Given instruction. List every line in the listing below that contains the word "near".

++++

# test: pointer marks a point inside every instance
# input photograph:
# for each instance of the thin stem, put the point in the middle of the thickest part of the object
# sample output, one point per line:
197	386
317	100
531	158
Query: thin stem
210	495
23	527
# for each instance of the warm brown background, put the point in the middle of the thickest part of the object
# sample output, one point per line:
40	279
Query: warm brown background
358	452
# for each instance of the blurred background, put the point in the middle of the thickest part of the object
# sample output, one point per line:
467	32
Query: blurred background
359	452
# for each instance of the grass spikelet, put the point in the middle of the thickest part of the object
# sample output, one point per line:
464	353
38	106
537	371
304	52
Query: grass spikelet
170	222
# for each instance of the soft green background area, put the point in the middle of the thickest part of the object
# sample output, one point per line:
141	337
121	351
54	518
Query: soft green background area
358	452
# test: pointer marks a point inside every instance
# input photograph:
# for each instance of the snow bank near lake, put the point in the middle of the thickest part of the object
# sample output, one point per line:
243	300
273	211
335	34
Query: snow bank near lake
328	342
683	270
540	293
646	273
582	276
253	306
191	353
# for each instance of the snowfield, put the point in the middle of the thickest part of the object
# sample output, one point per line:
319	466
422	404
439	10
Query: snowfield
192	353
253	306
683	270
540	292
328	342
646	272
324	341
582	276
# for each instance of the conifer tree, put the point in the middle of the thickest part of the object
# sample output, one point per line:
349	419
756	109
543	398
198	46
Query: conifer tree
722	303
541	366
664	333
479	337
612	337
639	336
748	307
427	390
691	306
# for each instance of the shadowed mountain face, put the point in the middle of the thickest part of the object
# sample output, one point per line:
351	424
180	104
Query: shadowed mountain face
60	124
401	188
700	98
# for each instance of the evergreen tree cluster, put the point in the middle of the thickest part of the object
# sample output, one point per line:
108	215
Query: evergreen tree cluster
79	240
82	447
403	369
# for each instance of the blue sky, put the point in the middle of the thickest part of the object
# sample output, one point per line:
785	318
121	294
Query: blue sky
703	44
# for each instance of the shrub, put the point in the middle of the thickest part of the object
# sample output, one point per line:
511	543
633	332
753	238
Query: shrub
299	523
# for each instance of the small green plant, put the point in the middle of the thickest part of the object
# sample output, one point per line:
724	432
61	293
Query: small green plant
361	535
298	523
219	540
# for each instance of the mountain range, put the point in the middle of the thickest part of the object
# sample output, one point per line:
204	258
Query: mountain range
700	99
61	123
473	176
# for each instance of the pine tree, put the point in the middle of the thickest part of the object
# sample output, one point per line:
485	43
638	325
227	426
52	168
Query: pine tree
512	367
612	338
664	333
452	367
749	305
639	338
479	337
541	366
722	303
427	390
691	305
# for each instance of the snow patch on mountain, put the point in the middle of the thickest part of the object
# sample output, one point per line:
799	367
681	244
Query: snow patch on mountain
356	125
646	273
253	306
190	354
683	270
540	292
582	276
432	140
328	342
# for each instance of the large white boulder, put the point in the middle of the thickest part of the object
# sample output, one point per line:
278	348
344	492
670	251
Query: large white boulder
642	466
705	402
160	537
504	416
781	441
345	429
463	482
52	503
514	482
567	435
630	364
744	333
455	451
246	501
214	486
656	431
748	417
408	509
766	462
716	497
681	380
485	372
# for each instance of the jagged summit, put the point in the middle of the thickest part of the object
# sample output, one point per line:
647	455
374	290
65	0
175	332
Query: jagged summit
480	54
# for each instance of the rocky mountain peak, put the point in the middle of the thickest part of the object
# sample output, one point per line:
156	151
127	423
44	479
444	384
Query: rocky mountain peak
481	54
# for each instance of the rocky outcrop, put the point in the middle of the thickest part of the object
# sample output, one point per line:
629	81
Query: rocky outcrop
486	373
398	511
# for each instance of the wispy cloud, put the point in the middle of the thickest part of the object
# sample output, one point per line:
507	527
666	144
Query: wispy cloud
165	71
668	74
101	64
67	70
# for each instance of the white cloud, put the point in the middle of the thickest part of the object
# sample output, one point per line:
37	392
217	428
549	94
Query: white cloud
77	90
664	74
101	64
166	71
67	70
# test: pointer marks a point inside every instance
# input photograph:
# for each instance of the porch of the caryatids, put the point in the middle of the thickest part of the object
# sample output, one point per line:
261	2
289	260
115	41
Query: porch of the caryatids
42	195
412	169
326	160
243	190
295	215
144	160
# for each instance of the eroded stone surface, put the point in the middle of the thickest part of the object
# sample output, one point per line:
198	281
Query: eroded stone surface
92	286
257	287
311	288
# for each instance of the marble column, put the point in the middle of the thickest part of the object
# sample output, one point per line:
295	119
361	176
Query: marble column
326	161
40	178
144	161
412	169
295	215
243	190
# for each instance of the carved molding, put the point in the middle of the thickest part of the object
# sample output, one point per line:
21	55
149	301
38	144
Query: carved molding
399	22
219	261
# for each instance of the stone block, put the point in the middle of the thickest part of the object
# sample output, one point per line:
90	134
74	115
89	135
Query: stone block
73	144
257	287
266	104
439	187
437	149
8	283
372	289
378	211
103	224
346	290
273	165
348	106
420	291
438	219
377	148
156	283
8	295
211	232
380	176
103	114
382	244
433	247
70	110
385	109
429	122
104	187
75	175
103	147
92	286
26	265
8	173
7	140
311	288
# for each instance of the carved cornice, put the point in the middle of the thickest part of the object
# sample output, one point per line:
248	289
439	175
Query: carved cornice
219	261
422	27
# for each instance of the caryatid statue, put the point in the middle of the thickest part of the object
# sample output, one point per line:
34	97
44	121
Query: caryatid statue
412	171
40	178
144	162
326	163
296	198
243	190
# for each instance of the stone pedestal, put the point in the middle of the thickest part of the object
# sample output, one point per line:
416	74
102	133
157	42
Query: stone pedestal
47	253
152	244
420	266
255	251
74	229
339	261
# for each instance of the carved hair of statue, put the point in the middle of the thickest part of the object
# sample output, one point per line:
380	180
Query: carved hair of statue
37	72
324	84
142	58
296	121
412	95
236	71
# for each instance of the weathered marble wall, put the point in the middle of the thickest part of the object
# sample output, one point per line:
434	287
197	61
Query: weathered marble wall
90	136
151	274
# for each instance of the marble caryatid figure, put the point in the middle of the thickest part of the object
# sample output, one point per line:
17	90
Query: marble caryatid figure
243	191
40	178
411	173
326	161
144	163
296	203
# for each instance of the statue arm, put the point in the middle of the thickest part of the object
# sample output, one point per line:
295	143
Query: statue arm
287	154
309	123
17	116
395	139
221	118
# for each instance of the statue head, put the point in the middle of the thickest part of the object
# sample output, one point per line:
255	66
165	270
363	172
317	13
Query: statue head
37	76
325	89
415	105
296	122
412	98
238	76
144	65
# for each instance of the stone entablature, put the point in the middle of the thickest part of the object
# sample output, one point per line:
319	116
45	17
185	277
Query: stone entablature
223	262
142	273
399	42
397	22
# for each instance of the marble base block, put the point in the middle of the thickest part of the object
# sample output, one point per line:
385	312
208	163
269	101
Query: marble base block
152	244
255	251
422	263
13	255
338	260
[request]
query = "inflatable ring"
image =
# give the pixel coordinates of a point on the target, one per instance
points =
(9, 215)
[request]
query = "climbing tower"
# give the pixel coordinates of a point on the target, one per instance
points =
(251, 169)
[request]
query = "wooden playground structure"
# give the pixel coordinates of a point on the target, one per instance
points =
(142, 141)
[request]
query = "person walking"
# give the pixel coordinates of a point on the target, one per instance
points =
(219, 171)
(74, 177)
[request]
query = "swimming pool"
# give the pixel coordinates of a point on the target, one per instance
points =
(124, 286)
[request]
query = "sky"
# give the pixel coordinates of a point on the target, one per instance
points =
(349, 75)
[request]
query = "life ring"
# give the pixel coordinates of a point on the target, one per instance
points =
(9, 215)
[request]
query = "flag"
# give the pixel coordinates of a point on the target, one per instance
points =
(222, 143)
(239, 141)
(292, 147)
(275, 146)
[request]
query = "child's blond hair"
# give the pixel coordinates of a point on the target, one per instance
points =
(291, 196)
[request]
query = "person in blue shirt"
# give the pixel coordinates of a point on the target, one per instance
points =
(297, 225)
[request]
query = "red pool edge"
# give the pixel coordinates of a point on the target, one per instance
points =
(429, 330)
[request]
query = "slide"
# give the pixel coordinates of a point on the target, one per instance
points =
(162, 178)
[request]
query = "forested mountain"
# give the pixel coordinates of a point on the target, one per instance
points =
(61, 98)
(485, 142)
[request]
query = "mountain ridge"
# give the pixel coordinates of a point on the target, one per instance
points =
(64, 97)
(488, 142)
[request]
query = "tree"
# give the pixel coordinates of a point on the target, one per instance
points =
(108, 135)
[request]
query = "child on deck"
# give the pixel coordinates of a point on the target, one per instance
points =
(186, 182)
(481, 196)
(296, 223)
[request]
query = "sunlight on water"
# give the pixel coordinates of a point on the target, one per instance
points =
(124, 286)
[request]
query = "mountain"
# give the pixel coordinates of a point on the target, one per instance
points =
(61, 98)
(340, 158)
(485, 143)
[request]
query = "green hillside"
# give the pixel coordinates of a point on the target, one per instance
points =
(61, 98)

++++

Result of this task.
# for each instance of the snow bank near lake, put the point in the middle of the thickest part of the object
Query: snow bank near lake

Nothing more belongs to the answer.